Data provided
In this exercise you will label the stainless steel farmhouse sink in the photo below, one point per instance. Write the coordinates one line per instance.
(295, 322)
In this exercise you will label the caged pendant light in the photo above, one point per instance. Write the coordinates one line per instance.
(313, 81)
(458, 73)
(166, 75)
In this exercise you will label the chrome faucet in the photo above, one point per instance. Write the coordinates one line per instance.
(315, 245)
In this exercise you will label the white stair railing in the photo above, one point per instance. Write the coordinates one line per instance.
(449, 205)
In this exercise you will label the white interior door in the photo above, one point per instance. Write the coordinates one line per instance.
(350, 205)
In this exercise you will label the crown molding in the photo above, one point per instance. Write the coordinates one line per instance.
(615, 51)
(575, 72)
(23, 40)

Exercise task
Return the entries above exactly, each one complete.

Expected output
In this exercise you will label the stainless steel farmhouse sink in the photo below, one point per instance. Write the coordinates one line per instance.
(295, 322)
In this exercise you will label the caged pendant light in the photo above, one point per instance. Write the coordinates one line per instance.
(313, 81)
(458, 73)
(166, 75)
In this exercise you will label the chrome faucet in the photo above, one point per instance. Write the coordinates one line per instance.
(315, 245)
In this exercise you will label the white stair railing in the photo above, one point per instance. Write the coordinates one line per instance.
(449, 205)
In this exercise you will label the white interior door in the photo above, one point per instance. Write the coordinates one line per instance.
(350, 205)
In this exercise you will label the crown molding in the photo above, one point per instance. Write the coordinates one line per instance.
(615, 51)
(575, 72)
(23, 40)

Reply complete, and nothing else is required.